(PROBLEM TO SOLVE) Pull out every line with the word "badge" from the entries below.

(RECORDS FOR THE EXERCISE)
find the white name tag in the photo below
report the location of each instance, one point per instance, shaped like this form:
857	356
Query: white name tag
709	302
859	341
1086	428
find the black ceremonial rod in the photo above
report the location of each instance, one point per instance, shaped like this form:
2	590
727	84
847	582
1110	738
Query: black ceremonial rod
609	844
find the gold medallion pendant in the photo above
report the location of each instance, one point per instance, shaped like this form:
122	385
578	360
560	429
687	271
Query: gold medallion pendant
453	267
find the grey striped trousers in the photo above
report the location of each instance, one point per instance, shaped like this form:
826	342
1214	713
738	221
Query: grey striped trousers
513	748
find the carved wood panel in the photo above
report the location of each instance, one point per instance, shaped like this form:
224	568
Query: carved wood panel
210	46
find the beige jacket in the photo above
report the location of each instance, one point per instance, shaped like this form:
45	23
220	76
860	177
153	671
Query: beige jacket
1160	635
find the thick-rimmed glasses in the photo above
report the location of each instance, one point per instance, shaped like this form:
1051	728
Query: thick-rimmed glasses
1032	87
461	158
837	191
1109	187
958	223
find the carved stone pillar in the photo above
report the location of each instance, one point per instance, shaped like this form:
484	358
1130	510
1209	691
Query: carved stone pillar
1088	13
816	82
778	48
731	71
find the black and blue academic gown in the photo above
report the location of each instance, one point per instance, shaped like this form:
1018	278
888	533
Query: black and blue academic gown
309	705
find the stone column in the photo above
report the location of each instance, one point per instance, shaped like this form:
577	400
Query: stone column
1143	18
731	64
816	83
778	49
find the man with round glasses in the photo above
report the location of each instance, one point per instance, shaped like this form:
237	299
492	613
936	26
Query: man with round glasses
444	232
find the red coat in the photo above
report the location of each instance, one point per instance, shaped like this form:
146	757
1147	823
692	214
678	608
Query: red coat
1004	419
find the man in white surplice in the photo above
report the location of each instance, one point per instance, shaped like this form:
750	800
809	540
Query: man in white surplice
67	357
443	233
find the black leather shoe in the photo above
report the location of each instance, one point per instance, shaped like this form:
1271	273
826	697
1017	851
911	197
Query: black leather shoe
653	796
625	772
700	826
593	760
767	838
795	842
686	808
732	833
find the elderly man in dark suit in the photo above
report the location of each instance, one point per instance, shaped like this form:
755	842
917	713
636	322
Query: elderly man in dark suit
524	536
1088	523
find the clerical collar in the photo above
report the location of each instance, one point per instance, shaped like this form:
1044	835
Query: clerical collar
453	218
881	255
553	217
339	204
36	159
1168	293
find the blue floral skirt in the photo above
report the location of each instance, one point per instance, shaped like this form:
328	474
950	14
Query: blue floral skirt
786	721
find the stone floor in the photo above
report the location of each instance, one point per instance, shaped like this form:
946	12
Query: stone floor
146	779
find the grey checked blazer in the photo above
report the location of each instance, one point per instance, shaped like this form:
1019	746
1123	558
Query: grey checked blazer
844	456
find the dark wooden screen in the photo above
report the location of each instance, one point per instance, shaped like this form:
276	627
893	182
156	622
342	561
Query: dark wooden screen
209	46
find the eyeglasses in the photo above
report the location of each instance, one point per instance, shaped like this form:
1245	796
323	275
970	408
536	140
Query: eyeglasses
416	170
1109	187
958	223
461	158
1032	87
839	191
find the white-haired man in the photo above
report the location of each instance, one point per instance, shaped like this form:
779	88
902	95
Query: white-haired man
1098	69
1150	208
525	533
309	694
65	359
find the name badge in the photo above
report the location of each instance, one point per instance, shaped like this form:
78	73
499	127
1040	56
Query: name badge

==

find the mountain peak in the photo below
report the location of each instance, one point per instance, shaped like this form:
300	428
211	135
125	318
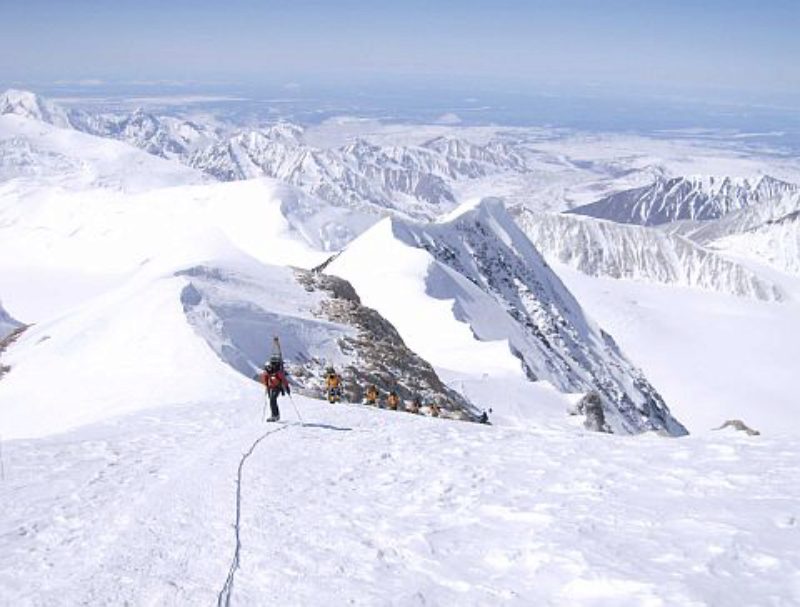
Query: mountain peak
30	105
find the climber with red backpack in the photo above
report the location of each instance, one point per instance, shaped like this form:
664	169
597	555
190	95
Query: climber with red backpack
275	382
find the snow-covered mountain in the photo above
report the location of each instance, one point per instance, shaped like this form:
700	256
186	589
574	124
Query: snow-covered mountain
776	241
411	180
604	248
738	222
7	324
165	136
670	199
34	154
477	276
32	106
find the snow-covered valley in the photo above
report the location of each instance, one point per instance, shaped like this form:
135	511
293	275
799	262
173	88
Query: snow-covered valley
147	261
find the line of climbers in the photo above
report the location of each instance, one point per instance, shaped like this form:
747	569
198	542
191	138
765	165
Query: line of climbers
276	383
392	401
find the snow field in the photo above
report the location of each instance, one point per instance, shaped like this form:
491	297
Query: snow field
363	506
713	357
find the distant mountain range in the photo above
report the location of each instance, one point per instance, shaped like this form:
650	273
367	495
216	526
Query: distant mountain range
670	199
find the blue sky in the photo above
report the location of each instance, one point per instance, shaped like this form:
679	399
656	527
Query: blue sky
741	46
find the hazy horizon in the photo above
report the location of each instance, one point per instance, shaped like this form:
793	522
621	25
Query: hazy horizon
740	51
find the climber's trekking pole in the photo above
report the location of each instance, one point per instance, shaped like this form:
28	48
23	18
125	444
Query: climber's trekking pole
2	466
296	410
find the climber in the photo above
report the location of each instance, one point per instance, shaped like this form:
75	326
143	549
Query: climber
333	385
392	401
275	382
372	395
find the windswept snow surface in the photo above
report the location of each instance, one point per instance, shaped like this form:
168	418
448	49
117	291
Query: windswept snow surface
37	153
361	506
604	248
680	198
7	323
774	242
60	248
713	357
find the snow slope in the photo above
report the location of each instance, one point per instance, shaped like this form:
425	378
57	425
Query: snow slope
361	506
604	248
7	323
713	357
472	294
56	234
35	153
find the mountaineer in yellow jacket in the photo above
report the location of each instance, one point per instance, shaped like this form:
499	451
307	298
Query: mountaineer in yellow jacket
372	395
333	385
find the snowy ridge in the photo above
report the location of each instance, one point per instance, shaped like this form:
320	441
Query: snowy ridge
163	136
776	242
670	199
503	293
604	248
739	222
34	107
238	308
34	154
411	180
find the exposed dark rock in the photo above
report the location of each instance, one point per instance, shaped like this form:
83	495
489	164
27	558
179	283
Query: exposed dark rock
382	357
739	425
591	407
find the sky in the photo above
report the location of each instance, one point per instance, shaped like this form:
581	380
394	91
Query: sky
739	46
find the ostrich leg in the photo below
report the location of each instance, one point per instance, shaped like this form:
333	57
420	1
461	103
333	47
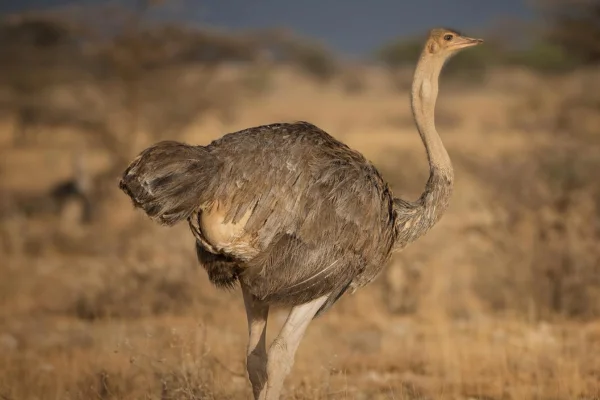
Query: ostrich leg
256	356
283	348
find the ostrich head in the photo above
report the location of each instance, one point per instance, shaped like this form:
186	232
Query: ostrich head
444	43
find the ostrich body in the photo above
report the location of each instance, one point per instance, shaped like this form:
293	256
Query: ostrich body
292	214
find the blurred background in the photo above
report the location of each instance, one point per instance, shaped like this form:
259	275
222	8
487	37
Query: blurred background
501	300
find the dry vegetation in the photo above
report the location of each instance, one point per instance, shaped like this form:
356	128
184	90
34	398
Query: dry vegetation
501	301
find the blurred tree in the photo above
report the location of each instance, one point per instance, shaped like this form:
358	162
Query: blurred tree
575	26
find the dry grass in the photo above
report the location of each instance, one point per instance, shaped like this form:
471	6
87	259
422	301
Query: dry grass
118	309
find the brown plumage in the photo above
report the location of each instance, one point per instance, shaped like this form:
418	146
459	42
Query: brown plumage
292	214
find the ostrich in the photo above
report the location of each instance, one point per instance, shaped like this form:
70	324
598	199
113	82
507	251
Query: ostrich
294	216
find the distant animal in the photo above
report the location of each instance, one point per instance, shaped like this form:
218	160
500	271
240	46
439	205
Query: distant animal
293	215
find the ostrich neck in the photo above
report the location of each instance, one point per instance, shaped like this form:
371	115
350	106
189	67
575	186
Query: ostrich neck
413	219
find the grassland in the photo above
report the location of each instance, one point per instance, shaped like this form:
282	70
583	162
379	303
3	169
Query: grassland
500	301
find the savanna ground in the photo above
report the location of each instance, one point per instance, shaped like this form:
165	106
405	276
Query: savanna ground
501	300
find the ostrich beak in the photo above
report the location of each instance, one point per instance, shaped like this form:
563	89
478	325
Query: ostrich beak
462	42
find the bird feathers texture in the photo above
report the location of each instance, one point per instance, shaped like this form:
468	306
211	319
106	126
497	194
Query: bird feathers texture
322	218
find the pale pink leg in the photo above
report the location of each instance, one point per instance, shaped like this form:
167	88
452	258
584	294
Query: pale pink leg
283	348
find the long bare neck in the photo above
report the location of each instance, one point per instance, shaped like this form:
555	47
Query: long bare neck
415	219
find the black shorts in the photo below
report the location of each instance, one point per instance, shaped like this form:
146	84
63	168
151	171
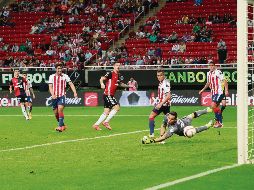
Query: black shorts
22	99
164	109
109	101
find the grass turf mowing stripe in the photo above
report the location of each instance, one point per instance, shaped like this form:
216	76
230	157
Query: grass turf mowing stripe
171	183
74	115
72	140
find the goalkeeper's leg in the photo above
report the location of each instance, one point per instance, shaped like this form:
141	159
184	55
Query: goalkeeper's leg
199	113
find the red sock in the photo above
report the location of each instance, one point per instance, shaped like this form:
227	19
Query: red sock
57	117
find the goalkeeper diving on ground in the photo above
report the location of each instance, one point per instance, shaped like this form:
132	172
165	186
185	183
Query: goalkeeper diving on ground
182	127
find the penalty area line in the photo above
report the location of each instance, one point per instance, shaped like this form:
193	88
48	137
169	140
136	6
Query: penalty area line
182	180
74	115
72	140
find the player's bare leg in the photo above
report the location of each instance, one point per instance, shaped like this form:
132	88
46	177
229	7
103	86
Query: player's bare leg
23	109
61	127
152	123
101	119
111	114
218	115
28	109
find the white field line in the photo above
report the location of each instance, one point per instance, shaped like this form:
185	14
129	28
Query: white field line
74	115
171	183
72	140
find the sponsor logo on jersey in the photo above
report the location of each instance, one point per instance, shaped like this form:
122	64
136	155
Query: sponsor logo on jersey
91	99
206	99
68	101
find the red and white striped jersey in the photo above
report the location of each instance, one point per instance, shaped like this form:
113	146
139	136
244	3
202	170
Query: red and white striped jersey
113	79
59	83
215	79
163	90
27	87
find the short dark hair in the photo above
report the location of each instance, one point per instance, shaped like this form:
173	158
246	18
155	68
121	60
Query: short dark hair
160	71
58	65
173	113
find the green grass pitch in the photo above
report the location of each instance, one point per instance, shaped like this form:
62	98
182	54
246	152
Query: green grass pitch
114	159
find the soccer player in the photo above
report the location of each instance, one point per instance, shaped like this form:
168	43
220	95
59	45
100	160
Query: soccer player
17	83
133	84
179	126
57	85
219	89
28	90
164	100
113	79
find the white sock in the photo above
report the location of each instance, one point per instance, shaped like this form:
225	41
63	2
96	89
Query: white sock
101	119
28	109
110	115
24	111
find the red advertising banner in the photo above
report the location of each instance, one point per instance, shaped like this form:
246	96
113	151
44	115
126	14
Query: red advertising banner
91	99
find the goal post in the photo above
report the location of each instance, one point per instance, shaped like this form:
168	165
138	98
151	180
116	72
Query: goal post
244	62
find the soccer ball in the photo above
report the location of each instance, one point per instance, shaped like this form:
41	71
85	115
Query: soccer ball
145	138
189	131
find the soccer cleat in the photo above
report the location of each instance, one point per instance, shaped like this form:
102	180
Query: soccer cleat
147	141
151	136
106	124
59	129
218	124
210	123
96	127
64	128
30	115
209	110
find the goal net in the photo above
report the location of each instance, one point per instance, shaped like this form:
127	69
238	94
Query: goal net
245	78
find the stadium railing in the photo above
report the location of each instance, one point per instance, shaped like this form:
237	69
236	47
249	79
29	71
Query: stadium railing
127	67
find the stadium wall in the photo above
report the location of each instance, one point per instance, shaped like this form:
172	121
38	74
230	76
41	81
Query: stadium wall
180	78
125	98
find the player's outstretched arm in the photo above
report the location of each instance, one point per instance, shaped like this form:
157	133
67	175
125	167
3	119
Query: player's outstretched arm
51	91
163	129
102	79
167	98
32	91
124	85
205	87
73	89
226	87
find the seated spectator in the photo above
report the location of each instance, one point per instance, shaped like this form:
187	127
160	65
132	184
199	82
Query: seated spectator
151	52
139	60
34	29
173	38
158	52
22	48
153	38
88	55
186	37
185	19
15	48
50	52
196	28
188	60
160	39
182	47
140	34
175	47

...

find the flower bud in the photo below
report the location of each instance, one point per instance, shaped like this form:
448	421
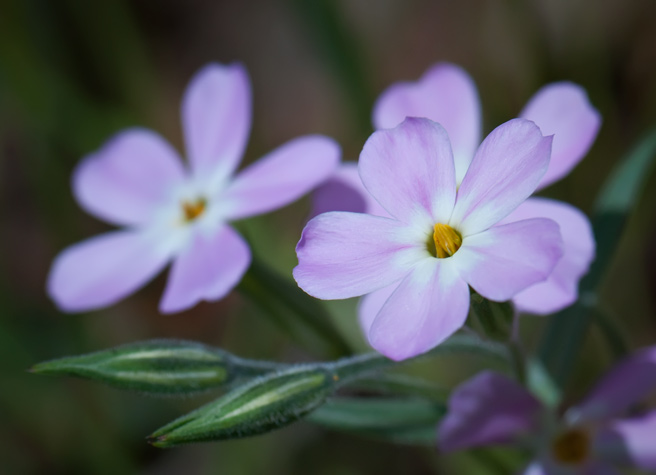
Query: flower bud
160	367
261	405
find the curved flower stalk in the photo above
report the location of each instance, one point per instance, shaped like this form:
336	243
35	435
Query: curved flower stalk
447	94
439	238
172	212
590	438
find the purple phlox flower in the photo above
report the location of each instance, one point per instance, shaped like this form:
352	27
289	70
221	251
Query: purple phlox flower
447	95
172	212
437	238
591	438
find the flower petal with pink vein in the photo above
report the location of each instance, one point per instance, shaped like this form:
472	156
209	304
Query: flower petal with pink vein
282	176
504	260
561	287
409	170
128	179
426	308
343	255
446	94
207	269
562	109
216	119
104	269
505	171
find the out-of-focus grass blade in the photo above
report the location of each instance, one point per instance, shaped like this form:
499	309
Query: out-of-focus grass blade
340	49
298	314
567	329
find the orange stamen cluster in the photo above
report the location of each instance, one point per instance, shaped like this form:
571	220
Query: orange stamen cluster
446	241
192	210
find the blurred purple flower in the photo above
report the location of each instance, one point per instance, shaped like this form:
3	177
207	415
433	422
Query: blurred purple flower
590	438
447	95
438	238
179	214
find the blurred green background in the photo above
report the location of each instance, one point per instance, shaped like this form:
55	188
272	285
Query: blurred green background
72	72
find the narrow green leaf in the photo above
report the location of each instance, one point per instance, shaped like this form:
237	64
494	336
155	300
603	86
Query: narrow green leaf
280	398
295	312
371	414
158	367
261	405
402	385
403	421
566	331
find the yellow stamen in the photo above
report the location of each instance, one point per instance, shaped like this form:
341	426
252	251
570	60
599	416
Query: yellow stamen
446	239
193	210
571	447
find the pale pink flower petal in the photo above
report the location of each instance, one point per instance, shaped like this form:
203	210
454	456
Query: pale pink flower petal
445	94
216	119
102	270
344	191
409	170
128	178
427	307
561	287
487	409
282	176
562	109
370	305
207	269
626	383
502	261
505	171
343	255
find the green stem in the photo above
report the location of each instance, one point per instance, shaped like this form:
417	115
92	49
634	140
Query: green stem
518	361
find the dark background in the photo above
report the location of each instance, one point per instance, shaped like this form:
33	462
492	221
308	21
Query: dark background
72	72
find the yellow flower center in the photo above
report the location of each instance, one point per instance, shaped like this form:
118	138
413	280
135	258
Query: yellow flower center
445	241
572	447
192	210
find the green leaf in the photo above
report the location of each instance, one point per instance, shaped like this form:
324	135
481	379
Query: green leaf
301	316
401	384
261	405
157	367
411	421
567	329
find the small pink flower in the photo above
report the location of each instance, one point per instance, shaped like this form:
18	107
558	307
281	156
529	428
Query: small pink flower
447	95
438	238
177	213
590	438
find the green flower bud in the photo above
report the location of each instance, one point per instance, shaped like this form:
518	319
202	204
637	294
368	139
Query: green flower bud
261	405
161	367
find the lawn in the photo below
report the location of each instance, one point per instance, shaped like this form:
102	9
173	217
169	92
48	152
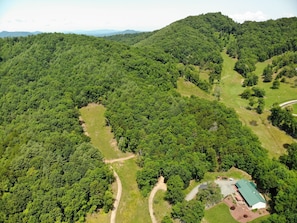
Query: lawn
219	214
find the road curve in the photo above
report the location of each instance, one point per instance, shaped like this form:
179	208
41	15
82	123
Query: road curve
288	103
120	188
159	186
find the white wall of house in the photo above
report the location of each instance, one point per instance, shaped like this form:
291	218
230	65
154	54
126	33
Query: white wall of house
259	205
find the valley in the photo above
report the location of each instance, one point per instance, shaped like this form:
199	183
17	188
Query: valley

(SOLUTION)
find the name badge in the photo above
Query: name badge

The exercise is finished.